- Exercise aim -
Take every record and write it out again exactly, with no images included.

- Material for the task -
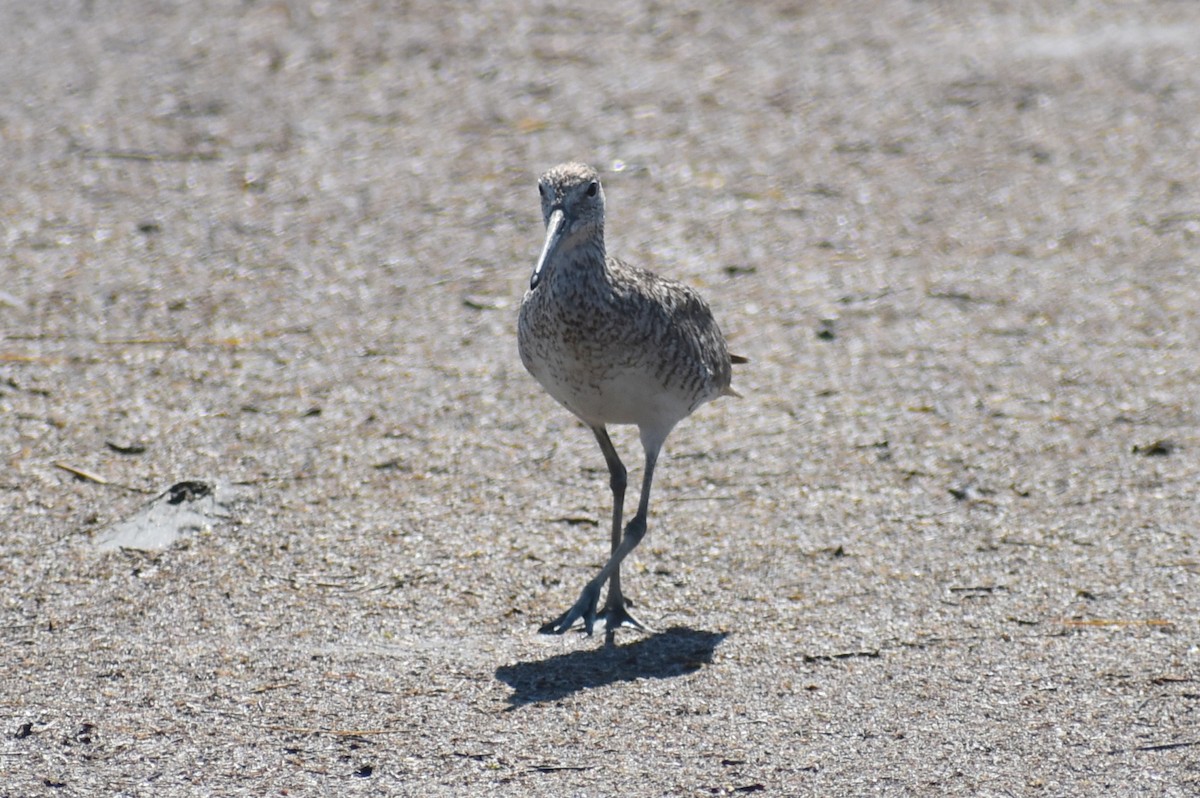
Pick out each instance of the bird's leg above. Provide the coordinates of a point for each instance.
(586, 607)
(616, 612)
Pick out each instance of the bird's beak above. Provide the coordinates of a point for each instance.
(555, 226)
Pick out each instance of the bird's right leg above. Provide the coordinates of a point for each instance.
(586, 607)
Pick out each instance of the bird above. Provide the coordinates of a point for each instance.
(615, 345)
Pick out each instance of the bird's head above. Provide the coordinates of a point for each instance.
(573, 208)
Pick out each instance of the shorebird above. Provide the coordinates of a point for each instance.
(613, 343)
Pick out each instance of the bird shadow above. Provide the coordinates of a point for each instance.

- Answer to the exercise -
Pick out each instance of the bird's leg above. Provide the coordinates of a point for each instance.
(586, 607)
(616, 612)
Pick out each instance of the bird's beak above. Provide the coordinates of a point for each instance.
(555, 226)
Pick out each instance of the bird's right leg above. Provide the coordinates of a point for each instance.
(586, 607)
Pick out each instance of the bird above. Provide the coordinates of a point for each instance.
(615, 345)
Pick out each instance of the bird's head above. Provide the coordinates of a point for each instance.
(573, 208)
Pick out each instance of the shorebird above. Provide the coordinates of a point for each instance.
(613, 343)
Pick out each instance of the bird shadow above. Provide the coordinates of a point for each instance.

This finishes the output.